__TASK OBJECTIVE__. Copy out only those lines running from the line with "Would you mind annotating the wooden" to the end of the listing, keeping each one exactly as it is.

__PROVIDED DATA__.

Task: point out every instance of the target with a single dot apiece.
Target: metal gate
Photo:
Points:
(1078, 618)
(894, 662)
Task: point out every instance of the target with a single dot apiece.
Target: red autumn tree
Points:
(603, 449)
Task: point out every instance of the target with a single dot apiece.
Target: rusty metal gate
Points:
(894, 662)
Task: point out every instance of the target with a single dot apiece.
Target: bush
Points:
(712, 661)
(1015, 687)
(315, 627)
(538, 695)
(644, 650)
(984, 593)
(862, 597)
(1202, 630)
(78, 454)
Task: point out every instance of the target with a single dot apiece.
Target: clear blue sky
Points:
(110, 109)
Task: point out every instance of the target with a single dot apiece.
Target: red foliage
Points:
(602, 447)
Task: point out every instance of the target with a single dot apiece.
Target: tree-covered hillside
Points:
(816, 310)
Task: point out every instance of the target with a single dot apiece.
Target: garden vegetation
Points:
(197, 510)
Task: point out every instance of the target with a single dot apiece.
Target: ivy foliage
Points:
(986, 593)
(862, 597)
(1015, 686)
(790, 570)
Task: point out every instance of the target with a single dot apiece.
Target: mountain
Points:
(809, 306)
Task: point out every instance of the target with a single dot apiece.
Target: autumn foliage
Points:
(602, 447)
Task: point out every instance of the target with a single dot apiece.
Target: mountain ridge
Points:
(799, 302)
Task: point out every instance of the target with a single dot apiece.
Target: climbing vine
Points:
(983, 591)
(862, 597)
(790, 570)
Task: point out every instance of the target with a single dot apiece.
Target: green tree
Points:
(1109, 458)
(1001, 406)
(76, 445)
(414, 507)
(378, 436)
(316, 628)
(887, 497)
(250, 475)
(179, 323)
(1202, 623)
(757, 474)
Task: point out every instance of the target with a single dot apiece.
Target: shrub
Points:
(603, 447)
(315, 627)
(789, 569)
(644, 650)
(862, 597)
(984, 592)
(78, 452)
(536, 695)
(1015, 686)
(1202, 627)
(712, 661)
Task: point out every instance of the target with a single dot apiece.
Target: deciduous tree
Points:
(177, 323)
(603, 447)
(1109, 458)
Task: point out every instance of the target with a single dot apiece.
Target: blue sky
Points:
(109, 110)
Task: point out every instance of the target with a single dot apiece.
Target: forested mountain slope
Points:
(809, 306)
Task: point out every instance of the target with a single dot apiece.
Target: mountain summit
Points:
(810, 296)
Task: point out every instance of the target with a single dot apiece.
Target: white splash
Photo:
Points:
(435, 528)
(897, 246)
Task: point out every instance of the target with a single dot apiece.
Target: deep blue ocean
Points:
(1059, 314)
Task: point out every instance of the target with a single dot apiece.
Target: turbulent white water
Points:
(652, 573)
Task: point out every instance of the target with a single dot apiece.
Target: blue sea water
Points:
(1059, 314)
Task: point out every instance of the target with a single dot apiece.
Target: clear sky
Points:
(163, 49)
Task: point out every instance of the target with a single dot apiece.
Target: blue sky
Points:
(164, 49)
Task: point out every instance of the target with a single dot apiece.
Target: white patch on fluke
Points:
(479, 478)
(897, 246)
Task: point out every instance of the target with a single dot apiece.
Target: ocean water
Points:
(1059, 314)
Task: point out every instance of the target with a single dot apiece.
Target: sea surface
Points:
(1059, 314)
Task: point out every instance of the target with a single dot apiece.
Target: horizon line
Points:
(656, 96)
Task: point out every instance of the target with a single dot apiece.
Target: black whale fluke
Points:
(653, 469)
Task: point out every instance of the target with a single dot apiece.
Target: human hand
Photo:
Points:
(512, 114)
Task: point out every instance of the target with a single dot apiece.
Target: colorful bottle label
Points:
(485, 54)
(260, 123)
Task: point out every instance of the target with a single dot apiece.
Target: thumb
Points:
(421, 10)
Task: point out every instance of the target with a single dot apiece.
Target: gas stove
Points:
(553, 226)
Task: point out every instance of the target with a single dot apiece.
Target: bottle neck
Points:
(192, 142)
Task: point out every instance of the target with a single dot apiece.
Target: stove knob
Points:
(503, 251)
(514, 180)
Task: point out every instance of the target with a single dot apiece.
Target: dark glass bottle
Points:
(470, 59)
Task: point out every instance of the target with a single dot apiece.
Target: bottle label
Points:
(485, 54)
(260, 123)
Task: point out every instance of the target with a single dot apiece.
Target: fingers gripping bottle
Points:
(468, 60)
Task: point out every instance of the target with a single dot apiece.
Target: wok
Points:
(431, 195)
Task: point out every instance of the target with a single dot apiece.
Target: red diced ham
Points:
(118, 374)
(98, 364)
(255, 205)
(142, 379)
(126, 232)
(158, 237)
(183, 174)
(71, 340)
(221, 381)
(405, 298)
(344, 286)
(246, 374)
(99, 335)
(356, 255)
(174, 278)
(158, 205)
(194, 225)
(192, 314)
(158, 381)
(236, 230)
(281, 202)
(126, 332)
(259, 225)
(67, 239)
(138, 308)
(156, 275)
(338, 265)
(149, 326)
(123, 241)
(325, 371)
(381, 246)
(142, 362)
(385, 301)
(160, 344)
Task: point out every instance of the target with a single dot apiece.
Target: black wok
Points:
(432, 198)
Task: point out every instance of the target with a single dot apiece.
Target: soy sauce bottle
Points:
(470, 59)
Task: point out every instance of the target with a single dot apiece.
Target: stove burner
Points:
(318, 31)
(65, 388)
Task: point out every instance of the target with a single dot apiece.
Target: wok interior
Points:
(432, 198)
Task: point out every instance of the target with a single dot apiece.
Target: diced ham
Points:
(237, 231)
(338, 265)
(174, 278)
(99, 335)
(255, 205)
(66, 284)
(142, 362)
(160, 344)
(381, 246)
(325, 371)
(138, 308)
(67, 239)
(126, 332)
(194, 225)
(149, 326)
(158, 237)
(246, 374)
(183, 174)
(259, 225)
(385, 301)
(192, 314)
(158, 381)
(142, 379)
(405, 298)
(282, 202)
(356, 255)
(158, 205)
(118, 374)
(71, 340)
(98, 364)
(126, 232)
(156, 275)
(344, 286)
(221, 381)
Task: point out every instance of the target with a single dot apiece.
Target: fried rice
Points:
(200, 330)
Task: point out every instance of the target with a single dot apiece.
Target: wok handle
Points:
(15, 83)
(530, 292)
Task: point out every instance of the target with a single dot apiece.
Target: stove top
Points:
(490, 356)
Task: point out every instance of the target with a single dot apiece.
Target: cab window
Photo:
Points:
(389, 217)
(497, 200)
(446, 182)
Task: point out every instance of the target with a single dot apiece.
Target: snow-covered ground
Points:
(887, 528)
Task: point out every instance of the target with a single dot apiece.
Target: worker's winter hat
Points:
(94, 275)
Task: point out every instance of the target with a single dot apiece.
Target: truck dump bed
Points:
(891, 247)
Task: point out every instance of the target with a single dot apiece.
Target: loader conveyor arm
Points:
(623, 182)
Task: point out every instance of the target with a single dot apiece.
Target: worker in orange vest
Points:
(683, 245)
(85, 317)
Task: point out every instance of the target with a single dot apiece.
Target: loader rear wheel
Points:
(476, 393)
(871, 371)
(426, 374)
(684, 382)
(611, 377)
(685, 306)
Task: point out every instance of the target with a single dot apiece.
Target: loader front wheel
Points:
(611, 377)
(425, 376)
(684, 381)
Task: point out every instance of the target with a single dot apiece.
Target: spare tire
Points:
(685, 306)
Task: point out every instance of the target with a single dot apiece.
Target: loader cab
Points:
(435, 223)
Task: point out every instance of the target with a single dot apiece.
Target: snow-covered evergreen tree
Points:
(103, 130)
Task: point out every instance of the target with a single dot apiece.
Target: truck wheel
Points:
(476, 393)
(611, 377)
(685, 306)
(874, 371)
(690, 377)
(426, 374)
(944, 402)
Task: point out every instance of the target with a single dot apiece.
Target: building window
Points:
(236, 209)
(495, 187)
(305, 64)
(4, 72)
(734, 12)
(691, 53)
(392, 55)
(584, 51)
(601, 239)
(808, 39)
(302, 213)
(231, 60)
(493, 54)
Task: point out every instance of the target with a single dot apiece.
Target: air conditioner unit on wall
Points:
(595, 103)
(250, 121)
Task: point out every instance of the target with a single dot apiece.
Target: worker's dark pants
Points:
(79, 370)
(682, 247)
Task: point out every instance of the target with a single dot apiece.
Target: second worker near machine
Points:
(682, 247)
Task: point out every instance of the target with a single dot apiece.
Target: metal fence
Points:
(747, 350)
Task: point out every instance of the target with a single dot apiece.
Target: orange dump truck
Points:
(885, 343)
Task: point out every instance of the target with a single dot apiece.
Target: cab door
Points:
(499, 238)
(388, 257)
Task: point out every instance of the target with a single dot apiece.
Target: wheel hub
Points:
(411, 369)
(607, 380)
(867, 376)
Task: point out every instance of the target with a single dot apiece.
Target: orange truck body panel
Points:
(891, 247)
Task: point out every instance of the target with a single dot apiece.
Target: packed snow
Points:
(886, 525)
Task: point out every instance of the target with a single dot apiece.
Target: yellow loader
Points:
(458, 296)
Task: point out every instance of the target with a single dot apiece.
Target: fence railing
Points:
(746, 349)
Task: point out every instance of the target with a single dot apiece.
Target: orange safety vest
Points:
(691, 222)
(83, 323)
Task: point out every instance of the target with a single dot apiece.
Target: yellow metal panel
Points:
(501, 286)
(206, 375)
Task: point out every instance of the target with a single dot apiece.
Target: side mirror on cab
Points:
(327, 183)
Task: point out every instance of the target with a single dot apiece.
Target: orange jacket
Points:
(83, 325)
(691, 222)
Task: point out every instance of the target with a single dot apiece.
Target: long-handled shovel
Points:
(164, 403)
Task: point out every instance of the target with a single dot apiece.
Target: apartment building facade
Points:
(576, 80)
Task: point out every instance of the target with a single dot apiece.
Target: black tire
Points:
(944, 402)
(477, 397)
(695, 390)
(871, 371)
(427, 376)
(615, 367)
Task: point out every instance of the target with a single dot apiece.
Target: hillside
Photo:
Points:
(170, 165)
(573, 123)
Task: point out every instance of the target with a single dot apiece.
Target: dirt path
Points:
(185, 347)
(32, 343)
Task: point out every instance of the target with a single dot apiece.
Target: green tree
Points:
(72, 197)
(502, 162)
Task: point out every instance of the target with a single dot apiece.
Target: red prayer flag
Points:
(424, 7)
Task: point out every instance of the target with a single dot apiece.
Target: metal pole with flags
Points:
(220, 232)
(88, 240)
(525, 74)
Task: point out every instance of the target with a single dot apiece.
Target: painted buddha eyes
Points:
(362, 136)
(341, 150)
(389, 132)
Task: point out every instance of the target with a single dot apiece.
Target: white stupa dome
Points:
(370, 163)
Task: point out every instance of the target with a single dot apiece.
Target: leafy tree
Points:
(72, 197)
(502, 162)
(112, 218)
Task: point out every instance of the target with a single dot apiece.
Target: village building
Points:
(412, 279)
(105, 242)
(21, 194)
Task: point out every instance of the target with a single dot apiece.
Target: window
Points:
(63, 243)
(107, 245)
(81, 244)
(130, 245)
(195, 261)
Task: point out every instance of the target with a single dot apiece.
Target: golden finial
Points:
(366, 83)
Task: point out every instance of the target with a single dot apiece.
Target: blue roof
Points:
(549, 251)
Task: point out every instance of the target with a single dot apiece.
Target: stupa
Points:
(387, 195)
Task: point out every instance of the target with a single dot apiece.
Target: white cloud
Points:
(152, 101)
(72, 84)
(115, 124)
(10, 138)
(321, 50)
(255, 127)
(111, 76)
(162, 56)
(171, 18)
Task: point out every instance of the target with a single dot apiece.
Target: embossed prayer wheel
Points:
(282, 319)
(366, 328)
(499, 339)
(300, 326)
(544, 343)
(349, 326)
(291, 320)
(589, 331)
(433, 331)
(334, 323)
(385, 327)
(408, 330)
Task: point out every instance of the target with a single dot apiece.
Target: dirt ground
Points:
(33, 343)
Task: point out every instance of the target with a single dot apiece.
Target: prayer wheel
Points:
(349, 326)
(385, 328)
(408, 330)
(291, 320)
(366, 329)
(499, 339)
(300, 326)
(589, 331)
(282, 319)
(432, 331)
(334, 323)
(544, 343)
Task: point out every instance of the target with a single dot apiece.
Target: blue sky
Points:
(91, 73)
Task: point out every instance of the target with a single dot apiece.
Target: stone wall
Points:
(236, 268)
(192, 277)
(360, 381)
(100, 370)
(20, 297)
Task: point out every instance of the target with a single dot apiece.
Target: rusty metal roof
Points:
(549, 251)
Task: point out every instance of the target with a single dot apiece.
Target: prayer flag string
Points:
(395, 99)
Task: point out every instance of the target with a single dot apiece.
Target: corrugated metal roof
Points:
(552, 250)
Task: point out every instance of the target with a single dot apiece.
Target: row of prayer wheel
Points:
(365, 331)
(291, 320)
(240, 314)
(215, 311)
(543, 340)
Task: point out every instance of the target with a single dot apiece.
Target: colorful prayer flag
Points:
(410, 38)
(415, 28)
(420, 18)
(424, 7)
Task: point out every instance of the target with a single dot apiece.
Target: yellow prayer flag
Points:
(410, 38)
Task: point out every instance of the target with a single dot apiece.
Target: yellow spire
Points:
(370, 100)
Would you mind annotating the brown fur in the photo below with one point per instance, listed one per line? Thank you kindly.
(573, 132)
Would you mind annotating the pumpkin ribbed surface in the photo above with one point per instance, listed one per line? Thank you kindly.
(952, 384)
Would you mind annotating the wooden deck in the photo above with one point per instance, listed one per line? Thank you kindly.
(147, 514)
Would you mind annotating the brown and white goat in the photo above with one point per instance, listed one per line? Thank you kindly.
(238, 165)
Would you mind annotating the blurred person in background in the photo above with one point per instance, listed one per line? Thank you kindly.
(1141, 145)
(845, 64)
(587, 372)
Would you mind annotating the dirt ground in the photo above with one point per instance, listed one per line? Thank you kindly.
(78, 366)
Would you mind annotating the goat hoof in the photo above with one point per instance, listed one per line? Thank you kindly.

__WRITTEN ANSWER__.
Would you mind annotating the wooden deck in the photo above with one point per instance, listed one per line? Thank you kindly.
(147, 514)
Would you mind annotating the brown and white goat in the photo above with one point per instance, listed one per line? Thank you kindly.
(238, 165)
Would you mind annotating the blurred person in background in the photo above with one point per instance, listed one per line? Thank you kindly.
(1141, 145)
(845, 64)
(587, 372)
Would you mind annotating the dirt ground in the photo above with one point per instance, listed one per line? Thank you kindly.
(78, 366)
Would you mind annotating the goat hoof in the photo above with one point per instance, listed one per line? Thank you kindly.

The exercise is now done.